A hand to mouth existence

When Brenda’s sponsorship started, she lived with her parents, Mildred and Godfrey, and her two older siblings in a one-roomed, grass thatched banda hut.

Life was hard. Brenda’s family was relatively small by Ugandan standards; after giving birth to Brenda, Mildred experienced serious, near-fatal complications, which left her with little mobility. As a result, it fell upon Godfrey to care for the family, doing everything he could to scrape a meagre living so that his family could survive from one day to the next.

Godfrey worked hard, riding from village to village on his precious bicycle selling milk. On a good day he could make around 3,000 shillings (66p). He also laboured on other people’s land for a pittance and farmed the family’s land, planting wetland rice, maize and beans. The work was back breaking, and with a young family and a disabled wife, Godfrey was forced to bear the burden alone. A good harvest would mean surplus to sell, but if the season had been kind to Godfrey and his family, others would also have benefited from the favourable conditions so there would be a general excess of crops, meaning that prices were low. What money was earned from selling excess crops was used to buy sugar, soap, clothing and other essentials for the family.

Brenda and her siblings attended the government school, which was about 2 miles away. They all loved school, but Godfrey couldn’t always pay for books, uniform and school dinners, without which students aren’t allowed to attend.

"Thank you Amigos for lifting me up. I now have a bright future and I am happy. I used to sleep on a papyrus mat, but I now have a sponge mattress. I love the solar light which we were able to buy. My entire family is free from kerosene. I am looking forward to becoming a teacher because I love school."

The turning point

When Godfrey joined an Amigos Farming Group, it marked a turning point for the entire family. Two years after Brenda’s UK sponsors committed to supporting her, Godfrey tells his story:

“I am not sure where I would be without Amigos. We survived day to day and had no plans for the future.

“I worked my fingers to the bone scraping a living for the family, but it was never enough; the children were always turned away from school because they didn’t have the required books, uniform and money for meals. When they became ill, we had to rely on traditional medicine as there was no money for medicine or hospital fees.

ASSIGNED TASK A
Reproduce the stretch of Brenda's story from "Life was hard." through "to the next." word for word.
ASSIGNED TASK B
According to Brenda's story, which crops did Godfrey plant on the family's land?

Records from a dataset
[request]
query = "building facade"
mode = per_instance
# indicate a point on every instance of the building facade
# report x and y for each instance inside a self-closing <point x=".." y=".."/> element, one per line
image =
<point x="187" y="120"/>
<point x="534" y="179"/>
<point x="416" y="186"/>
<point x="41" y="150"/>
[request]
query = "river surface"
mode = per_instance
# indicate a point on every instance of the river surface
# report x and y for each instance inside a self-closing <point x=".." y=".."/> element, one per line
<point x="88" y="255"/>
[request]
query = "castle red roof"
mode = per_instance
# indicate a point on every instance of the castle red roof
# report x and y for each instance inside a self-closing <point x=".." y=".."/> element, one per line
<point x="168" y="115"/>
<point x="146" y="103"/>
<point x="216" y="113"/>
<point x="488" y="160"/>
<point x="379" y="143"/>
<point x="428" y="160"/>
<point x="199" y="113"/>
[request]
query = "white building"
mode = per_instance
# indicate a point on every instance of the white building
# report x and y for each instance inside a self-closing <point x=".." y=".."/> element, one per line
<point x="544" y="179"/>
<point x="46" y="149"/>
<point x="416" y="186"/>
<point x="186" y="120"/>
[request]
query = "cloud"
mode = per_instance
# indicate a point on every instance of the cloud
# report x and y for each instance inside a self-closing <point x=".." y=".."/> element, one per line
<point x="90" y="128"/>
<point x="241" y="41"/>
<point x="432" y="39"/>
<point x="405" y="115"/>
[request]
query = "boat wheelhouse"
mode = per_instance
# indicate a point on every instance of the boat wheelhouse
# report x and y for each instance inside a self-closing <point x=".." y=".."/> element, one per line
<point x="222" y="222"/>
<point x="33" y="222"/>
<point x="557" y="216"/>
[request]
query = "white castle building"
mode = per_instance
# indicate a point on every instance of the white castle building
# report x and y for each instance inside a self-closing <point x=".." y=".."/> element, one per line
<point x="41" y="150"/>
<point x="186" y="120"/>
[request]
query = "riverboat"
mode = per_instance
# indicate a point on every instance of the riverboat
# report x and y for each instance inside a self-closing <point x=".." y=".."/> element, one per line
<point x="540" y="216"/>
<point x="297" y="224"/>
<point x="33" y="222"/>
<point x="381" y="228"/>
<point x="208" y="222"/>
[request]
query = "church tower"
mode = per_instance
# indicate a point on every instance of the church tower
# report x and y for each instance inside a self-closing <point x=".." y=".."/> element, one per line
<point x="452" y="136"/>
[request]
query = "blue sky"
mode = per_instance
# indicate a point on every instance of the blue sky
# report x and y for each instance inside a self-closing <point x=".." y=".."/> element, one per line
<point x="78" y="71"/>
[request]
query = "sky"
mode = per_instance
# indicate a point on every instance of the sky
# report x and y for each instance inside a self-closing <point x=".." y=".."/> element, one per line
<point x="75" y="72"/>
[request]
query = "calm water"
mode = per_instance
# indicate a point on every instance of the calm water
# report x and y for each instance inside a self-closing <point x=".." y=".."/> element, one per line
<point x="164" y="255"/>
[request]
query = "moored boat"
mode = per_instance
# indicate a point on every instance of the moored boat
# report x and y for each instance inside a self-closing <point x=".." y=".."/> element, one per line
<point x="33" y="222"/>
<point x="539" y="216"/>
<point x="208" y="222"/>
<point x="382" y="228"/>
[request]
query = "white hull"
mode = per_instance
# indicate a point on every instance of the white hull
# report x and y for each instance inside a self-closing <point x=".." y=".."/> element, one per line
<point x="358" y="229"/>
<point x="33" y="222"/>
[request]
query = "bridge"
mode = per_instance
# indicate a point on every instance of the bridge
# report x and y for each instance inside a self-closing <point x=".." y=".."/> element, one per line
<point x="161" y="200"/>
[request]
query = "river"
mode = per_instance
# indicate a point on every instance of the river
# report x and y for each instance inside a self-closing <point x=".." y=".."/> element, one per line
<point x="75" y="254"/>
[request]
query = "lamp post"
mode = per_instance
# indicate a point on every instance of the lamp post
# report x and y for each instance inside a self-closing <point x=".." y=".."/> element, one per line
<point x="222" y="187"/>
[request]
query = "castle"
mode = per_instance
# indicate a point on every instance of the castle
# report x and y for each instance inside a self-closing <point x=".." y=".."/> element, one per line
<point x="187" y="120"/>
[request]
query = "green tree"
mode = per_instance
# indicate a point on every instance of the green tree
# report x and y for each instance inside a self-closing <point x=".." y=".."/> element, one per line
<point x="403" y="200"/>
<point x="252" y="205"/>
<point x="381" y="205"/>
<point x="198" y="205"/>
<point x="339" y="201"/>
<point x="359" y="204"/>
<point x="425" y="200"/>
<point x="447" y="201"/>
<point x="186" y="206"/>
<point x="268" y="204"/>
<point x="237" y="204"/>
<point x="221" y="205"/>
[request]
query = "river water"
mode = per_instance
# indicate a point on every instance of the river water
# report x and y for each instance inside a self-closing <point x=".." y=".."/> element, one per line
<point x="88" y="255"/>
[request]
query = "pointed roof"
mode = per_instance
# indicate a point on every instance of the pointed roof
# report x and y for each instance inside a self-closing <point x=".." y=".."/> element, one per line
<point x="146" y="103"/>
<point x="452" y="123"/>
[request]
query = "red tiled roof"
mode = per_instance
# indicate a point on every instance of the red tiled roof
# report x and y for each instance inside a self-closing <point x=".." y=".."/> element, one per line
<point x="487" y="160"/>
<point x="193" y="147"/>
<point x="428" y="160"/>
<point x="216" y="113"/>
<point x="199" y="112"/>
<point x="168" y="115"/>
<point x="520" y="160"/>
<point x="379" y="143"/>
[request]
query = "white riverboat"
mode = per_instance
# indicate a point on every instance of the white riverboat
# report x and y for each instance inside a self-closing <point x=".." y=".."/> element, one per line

ANSWER AREA A
Life was hard. Brenda’s family was relatively small by Ugandan standards; after giving birth to Brenda, Mildred experienced serious, near-fatal complications, which left her with little mobility. As a result, it fell upon Godfrey to care for the family, doing everything he could to scrape a meagre living so that his family could survive from one day to the next.

ANSWER AREA B
Wetland rice, maize, and beans